Dataset rows on where objects appear:
#####

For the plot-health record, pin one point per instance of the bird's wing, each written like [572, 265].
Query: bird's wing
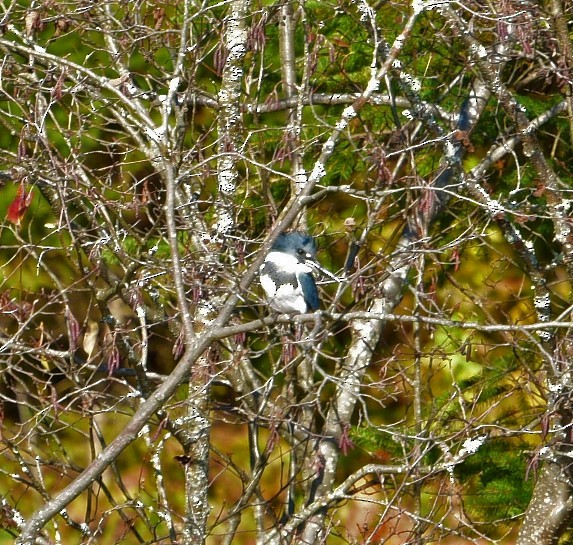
[309, 290]
[273, 276]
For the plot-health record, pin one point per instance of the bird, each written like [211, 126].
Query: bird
[286, 274]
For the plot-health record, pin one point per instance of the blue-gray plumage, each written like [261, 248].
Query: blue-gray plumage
[286, 274]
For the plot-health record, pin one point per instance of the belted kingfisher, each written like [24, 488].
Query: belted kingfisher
[286, 274]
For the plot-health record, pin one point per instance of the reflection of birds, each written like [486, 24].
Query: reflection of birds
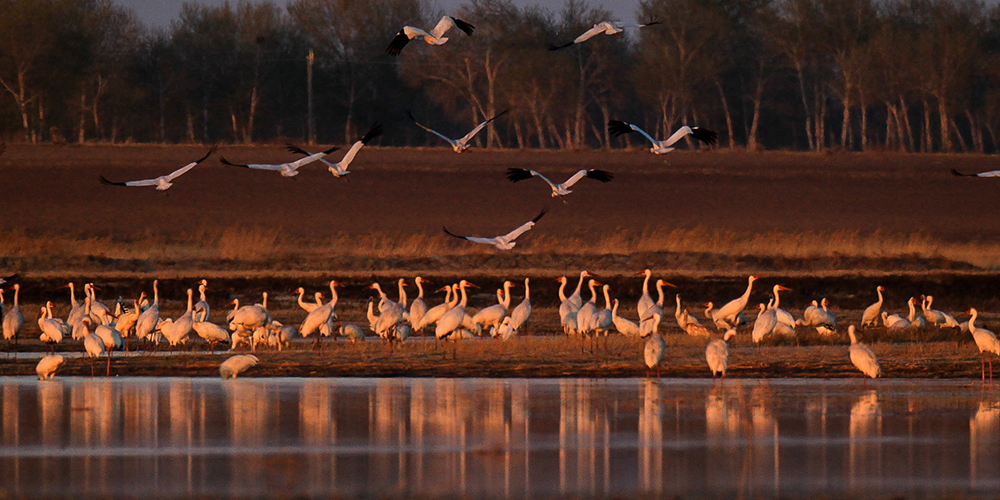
[618, 128]
[162, 182]
[461, 144]
[435, 37]
[862, 356]
[502, 242]
[605, 27]
[991, 173]
[562, 189]
[47, 366]
[986, 341]
[235, 365]
[717, 354]
[871, 315]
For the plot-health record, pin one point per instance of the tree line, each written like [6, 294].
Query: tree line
[899, 75]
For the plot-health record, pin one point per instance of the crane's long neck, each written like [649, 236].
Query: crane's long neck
[465, 298]
[579, 284]
[402, 293]
[333, 294]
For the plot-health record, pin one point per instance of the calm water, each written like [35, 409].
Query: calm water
[497, 438]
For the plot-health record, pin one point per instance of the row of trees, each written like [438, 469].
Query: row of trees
[908, 75]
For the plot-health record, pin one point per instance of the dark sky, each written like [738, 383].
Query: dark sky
[159, 13]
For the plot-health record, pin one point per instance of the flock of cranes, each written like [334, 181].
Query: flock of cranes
[102, 330]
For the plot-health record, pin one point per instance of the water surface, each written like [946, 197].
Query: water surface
[156, 437]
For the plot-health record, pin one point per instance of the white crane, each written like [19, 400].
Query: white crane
[150, 317]
[339, 169]
[503, 242]
[13, 319]
[210, 332]
[605, 27]
[493, 315]
[728, 312]
[47, 366]
[434, 313]
[288, 169]
[451, 321]
[652, 352]
[162, 182]
[522, 312]
[871, 315]
[986, 341]
[236, 365]
[764, 324]
[435, 37]
[418, 307]
[623, 325]
[645, 300]
[462, 144]
[717, 354]
[862, 356]
[202, 303]
[520, 174]
[617, 128]
[936, 317]
[990, 173]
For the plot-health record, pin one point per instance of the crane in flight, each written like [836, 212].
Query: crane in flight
[460, 144]
[162, 182]
[503, 242]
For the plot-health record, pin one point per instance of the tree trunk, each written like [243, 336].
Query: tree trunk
[725, 110]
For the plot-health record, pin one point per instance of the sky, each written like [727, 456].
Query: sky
[159, 13]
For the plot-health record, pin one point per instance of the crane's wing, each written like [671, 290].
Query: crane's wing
[447, 22]
[435, 132]
[299, 151]
[479, 127]
[474, 239]
[511, 236]
[991, 173]
[596, 174]
[373, 132]
[181, 171]
[255, 166]
[397, 43]
[144, 182]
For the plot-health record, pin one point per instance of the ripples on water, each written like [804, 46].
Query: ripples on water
[497, 438]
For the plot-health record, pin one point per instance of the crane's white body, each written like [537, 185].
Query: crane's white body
[862, 356]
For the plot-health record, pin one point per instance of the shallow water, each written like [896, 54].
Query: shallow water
[156, 437]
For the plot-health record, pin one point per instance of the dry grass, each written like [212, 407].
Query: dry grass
[256, 244]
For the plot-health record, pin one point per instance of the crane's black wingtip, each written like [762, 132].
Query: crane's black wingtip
[600, 175]
[449, 233]
[105, 180]
[466, 28]
[518, 174]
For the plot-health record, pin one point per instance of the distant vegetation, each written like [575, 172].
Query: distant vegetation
[907, 75]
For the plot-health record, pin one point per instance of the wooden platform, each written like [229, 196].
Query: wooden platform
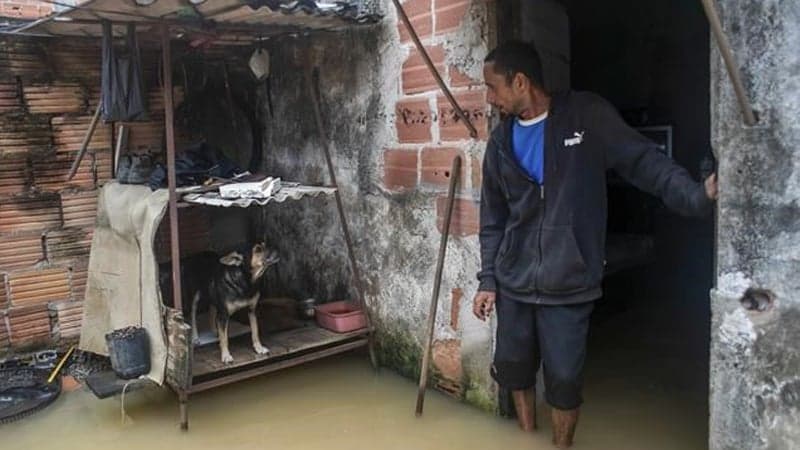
[287, 348]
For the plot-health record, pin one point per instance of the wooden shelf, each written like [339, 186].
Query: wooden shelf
[288, 348]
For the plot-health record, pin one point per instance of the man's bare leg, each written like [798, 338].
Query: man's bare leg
[564, 422]
[525, 405]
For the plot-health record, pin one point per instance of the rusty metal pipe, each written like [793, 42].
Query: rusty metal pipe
[730, 61]
[473, 133]
[455, 172]
[169, 126]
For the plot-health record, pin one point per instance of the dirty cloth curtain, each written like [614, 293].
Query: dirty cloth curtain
[121, 82]
[122, 286]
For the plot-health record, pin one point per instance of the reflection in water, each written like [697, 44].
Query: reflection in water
[341, 403]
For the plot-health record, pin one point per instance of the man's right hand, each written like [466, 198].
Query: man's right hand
[483, 304]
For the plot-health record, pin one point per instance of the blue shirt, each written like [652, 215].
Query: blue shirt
[528, 142]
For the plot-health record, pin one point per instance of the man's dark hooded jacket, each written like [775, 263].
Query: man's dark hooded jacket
[546, 244]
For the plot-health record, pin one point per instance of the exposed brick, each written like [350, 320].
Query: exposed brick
[9, 98]
[77, 59]
[68, 134]
[24, 58]
[51, 174]
[79, 274]
[477, 174]
[447, 358]
[437, 163]
[413, 121]
[420, 13]
[4, 341]
[29, 325]
[68, 244]
[30, 214]
[475, 108]
[3, 297]
[455, 306]
[400, 169]
[38, 287]
[466, 216]
[416, 75]
[460, 79]
[54, 98]
[20, 251]
[79, 208]
[27, 137]
[449, 14]
[15, 175]
[67, 319]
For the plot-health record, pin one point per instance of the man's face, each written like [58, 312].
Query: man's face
[504, 95]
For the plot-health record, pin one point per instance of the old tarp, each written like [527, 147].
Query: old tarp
[122, 287]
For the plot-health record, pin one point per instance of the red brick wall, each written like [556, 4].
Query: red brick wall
[428, 131]
[48, 92]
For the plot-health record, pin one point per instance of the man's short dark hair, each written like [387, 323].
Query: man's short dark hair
[514, 57]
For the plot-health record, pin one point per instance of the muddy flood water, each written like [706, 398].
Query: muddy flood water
[341, 403]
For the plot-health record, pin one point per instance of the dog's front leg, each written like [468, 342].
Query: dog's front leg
[195, 302]
[257, 347]
[222, 332]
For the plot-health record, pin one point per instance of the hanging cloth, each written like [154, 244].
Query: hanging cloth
[121, 80]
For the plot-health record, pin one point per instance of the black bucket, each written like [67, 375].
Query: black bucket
[129, 349]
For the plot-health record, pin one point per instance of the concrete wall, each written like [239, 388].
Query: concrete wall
[755, 381]
[393, 137]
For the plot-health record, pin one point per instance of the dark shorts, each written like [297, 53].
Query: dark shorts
[554, 336]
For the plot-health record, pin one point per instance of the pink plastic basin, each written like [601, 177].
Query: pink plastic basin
[341, 317]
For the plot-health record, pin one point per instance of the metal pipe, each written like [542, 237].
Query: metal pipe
[455, 172]
[169, 126]
[312, 79]
[473, 133]
[730, 62]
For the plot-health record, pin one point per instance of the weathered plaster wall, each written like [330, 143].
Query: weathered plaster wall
[755, 365]
[393, 139]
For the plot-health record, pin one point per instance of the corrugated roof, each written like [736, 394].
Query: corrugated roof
[226, 21]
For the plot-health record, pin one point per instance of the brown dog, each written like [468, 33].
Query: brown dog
[226, 285]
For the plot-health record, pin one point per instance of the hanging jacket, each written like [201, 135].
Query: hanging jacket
[121, 84]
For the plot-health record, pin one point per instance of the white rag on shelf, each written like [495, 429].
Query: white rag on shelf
[251, 189]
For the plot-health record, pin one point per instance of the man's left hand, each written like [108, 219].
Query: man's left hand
[711, 187]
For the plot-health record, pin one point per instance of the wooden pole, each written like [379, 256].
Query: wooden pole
[455, 172]
[730, 61]
[313, 85]
[85, 144]
[473, 133]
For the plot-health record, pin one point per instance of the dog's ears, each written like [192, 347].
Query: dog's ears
[232, 259]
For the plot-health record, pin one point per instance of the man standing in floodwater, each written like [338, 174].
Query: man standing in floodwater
[543, 225]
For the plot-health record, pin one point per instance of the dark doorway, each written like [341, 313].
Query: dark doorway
[650, 335]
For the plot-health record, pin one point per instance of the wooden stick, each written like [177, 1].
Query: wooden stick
[730, 61]
[85, 144]
[312, 81]
[473, 133]
[122, 139]
[64, 359]
[455, 172]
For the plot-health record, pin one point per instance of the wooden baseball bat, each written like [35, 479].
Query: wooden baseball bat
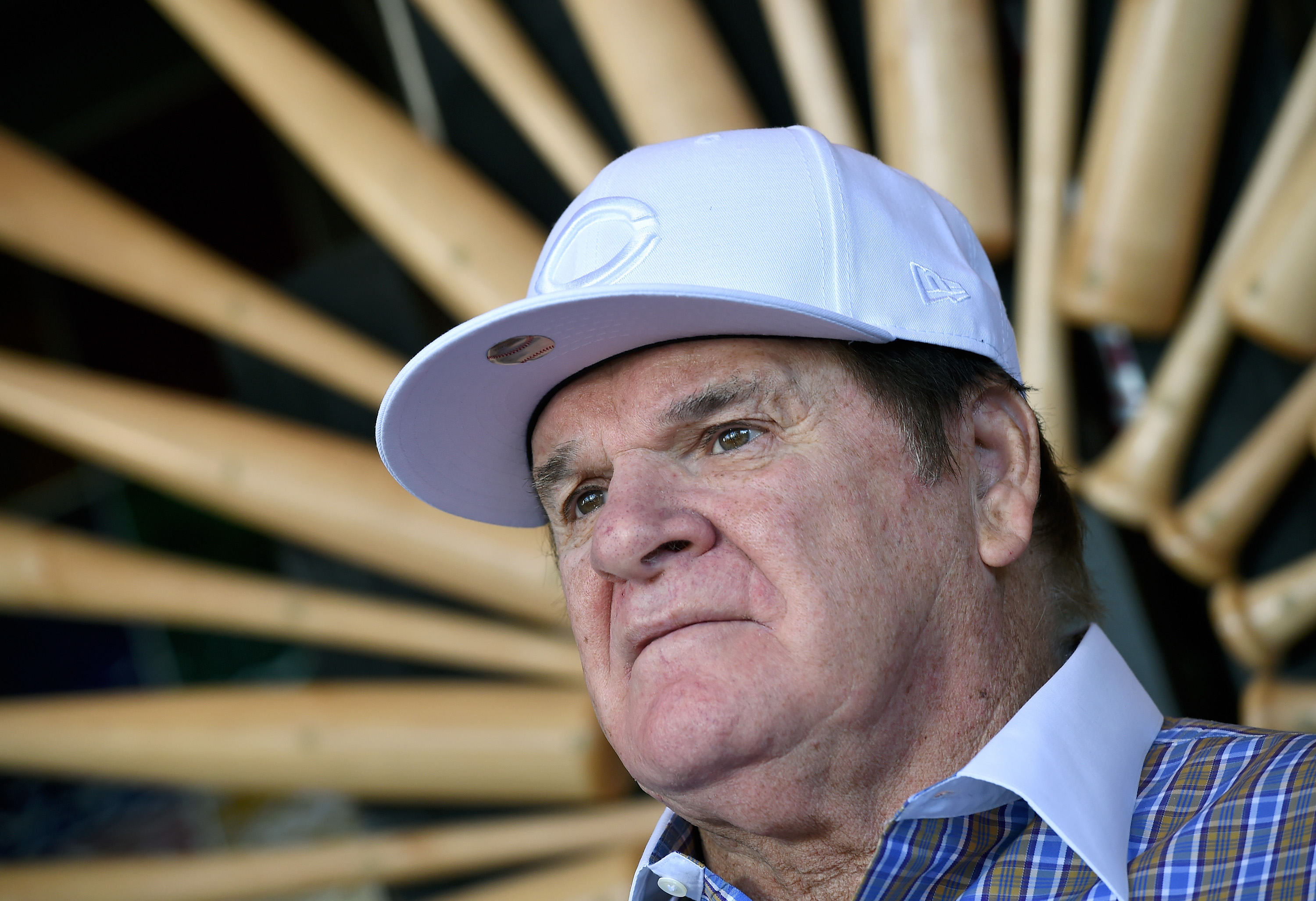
[939, 106]
[470, 846]
[601, 876]
[664, 68]
[462, 240]
[1203, 535]
[1148, 161]
[1051, 115]
[57, 218]
[1260, 621]
[1140, 472]
[56, 572]
[1272, 297]
[811, 64]
[490, 44]
[306, 484]
[1278, 704]
[424, 741]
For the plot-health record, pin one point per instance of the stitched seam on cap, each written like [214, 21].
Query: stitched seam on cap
[814, 195]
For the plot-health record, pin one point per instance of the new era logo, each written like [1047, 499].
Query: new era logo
[933, 287]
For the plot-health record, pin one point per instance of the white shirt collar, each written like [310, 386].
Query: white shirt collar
[1074, 753]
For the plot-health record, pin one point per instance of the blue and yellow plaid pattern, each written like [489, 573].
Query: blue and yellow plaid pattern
[1223, 812]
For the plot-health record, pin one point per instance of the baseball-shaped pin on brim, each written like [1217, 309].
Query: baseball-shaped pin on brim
[523, 348]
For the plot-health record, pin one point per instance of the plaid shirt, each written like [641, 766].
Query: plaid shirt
[1219, 812]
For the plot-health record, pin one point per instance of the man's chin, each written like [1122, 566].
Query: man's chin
[698, 724]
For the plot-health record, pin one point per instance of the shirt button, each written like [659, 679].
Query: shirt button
[672, 887]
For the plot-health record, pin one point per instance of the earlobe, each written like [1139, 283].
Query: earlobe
[1007, 455]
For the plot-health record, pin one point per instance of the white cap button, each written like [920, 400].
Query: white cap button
[672, 887]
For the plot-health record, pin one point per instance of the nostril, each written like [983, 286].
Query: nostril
[670, 547]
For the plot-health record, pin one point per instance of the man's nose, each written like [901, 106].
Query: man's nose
[644, 528]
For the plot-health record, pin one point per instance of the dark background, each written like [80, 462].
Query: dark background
[111, 87]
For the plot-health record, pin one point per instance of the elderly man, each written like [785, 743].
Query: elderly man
[824, 576]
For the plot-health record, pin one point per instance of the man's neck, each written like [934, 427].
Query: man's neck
[956, 696]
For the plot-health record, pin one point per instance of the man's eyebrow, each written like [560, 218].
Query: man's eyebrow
[554, 471]
[708, 401]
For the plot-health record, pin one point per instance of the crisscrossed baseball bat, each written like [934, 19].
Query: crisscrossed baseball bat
[422, 741]
[602, 876]
[939, 106]
[810, 60]
[491, 45]
[466, 847]
[58, 572]
[1270, 299]
[1203, 535]
[1259, 621]
[1148, 161]
[1140, 472]
[306, 484]
[1278, 704]
[1051, 114]
[58, 218]
[664, 68]
[462, 240]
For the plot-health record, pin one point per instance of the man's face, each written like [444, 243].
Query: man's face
[747, 554]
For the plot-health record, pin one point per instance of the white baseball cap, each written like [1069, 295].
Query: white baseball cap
[770, 232]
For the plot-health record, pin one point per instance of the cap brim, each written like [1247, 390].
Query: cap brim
[452, 427]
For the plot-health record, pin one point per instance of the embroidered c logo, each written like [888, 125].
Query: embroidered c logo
[644, 224]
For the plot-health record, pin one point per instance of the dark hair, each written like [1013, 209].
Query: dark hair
[927, 389]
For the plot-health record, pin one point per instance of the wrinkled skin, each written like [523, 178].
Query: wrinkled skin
[783, 630]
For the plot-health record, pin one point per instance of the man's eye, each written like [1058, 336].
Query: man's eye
[590, 501]
[735, 438]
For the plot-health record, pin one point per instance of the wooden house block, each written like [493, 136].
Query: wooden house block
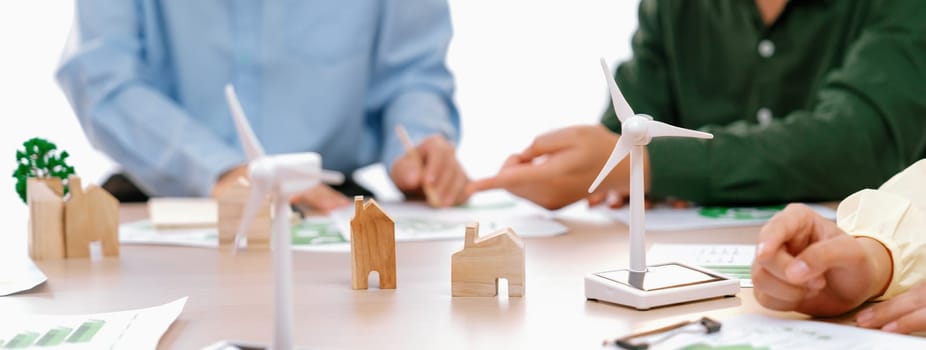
[372, 245]
[46, 218]
[476, 269]
[231, 205]
[90, 215]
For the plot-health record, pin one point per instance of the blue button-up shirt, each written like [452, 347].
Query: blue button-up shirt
[146, 78]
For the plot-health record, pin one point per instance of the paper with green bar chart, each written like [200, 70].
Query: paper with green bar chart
[756, 332]
[133, 329]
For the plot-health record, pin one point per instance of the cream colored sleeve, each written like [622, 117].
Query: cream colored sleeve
[895, 215]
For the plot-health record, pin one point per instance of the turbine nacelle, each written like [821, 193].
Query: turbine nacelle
[636, 129]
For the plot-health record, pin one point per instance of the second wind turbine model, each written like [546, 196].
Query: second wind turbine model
[641, 286]
[280, 176]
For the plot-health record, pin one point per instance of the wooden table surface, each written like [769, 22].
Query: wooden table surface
[229, 296]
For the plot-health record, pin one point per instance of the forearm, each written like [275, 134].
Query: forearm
[880, 262]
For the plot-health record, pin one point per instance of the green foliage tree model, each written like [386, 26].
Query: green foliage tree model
[39, 158]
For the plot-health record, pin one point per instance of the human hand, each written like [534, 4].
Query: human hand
[805, 263]
[904, 313]
[433, 169]
[228, 179]
[558, 167]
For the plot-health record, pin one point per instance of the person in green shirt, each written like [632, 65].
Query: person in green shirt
[808, 100]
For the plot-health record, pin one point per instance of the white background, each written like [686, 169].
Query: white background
[522, 67]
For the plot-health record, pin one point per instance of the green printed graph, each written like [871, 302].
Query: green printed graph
[54, 337]
[313, 233]
[723, 347]
[742, 272]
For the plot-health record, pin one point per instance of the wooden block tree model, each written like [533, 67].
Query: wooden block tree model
[372, 245]
[61, 228]
[231, 205]
[476, 270]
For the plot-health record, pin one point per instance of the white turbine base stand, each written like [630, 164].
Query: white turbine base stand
[238, 345]
[617, 286]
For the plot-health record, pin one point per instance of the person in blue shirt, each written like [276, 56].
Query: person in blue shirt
[146, 78]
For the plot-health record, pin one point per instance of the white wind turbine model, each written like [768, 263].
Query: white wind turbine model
[280, 176]
[642, 286]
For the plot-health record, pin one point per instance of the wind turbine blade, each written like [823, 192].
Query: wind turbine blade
[621, 149]
[251, 146]
[254, 204]
[660, 129]
[332, 177]
[621, 107]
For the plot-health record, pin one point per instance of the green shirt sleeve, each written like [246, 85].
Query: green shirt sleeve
[866, 122]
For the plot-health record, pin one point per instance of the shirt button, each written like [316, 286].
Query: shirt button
[764, 116]
[766, 48]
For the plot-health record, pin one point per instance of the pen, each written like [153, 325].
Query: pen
[429, 194]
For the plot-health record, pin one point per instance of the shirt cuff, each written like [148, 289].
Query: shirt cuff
[422, 114]
[878, 215]
[679, 168]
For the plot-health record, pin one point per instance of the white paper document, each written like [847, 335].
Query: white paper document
[731, 260]
[665, 218]
[133, 329]
[19, 274]
[756, 332]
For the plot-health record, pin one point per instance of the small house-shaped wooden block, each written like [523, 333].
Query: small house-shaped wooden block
[60, 228]
[476, 269]
[231, 205]
[90, 214]
[46, 218]
[372, 245]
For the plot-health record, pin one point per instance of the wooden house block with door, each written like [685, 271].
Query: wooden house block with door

#####

◆ WHAT TO DO
Include both ends. Return the line holding "like [847, 335]." and all lines after it in the records above, exactly as written.

◆ EXERCISE ANSWER
For the plot-health record, pin one point per instance of the white paper document, each written like [847, 335].
Query: white paper document
[731, 260]
[665, 218]
[133, 329]
[19, 274]
[756, 332]
For the plot-health record, pin one point per instance of the small house-shaped wooden block, each written like [523, 333].
Query: small house-shaped wooden block
[60, 228]
[476, 269]
[231, 205]
[90, 214]
[46, 218]
[372, 245]
For the plot-health record, pin one point per instance of the wooden house block with door, each written like [685, 271].
Query: wooden house block with door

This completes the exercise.